- [Your instructions]:
Rewrite the lines below, substituting "separated by a comma" for every occurrence of "separated by a tab character" and keeping all other text unchanged.

[Named object pointing entries]
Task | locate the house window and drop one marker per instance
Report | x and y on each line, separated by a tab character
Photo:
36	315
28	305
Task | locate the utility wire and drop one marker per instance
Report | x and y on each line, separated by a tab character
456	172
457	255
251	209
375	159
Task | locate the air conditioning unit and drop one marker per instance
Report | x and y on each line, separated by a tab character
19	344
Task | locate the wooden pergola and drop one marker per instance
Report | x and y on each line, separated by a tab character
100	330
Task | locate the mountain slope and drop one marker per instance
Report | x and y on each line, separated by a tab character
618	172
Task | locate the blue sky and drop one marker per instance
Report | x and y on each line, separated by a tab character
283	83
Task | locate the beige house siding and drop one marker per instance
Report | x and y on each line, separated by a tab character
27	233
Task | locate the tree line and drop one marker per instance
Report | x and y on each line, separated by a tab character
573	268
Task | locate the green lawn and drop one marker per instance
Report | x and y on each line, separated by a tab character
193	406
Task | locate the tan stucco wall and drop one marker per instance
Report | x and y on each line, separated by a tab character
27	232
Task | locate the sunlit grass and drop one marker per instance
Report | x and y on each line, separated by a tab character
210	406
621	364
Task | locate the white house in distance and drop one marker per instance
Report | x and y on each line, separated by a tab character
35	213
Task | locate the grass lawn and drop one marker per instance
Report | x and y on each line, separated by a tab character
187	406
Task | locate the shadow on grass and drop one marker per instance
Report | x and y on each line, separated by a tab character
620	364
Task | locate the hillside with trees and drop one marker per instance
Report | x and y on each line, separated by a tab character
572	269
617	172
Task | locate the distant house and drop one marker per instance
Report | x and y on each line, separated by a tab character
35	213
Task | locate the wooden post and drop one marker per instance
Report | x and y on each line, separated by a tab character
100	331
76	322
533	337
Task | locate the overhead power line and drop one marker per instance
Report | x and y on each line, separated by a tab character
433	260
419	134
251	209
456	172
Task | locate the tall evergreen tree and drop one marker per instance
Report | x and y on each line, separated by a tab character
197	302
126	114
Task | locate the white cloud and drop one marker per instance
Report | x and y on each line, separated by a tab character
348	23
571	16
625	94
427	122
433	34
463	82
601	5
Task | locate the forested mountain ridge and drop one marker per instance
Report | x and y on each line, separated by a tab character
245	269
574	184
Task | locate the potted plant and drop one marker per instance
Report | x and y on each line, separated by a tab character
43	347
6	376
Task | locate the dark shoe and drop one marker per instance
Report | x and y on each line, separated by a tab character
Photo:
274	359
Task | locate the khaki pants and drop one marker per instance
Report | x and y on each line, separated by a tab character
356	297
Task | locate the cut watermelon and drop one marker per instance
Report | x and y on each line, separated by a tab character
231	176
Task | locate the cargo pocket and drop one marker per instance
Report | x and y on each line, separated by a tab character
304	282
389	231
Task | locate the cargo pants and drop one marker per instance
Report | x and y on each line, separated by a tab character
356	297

- [Finished exercise]:
Task | locate the house window and drop one marker per instance
Report | x and y on each line, separated by a comma
Photo:
36	315
28	305
Task | locate the utility wire and drop one marker per instance
Report | x and y on each line, separated by a comma
456	172
457	255
251	209
375	159
Task | locate the air conditioning unit and drop one marker per instance
Report | x and y on each line, separated by a comma
19	344
Task | locate the wooden pergola and drop one marker per instance
Report | x and y on each line, separated by a comma
100	330
Task | locate the mountain slope and drop one marker per instance
Report | x and y on each line, separated by a comma
618	172
Task | locate the blue sky and drop one marker per instance
Report | x and y on each line, separated by a comma
283	83
Task | locate the beige house siding and drop one marker per instance
Report | x and y on each line, separated by a comma
27	233
Task | locate the tree line and drop one marker per instance
Report | x and y on each line, separated by a comma
573	268
Task | locate the green lawn and drop one marker per instance
Report | x and y on each line, separated by a comma
193	406
Task | locate the tan stucco wall and drop one marker per instance
Report | x and y on each line, separated by a comma
27	232
Task | locate the sunlit grass and drop one marker per instance
Report | x and y on each line, separated by a comma
210	406
621	364
Task | locate the white house in distance and drop one marker per instance
Report | x and y on each line, separated by a comma
35	213
Task | locate the grass lawn and drop one marker per instance
Report | x and y on each line, separated by a comma
187	406
Task | locate the shadow on grass and drop one marker per instance
Report | x and y on each line, separated by a comma
620	364
Task | locate the hillside with trees and drop one marker per instance
Report | x and y on each line, separated by a comma
572	269
617	172
Task | locate the distant house and drop one marker per instance
Report | x and y on each line, separated by a comma
35	213
Task | locate the wooden post and drop one marker per instance
Report | x and y on each line, separated by a comma
100	331
76	322
533	337
Task | locate the overhead power line and drop one marker per instance
Report | x and y on each line, separated by a comma
433	260
419	134
251	209
456	172
Task | locate the tall evergreen tree and drop one marker per instance
Report | x and y on each line, separated by a comma
197	302
126	114
Task | locate the white cloud and drop one marker per instance
Report | x and y on each line, separated by a comma
348	23
571	16
625	94
427	122
433	34
463	82
601	5
Task | locate the forested mountain ridge and drop one marker per instance
Report | x and y on each line, separated by a comma
245	269
574	184
Task | locate the potted plant and drop one marker per instance
Report | x and y on each line, separated by a comma
43	347
6	376
Task | locate the dark shoe and drop one marker per instance
Report | x and y on each line, separated by a comma
Photo:
274	359
Task | locate the khaki pants and drop one marker per instance
Report | x and y on each line, separated by a comma
356	297
Task | locate the cut watermelon and drop one marker per instance
Report | x and y on each line, separated by a comma
231	176
Task | locate the cargo pocket and drop one marker per instance
Report | x and y on each line, separated by a comma
304	282
389	231
Task | locate the cargo pants and drop one marker per instance
Report | x and y on each line, separated by a comma
356	297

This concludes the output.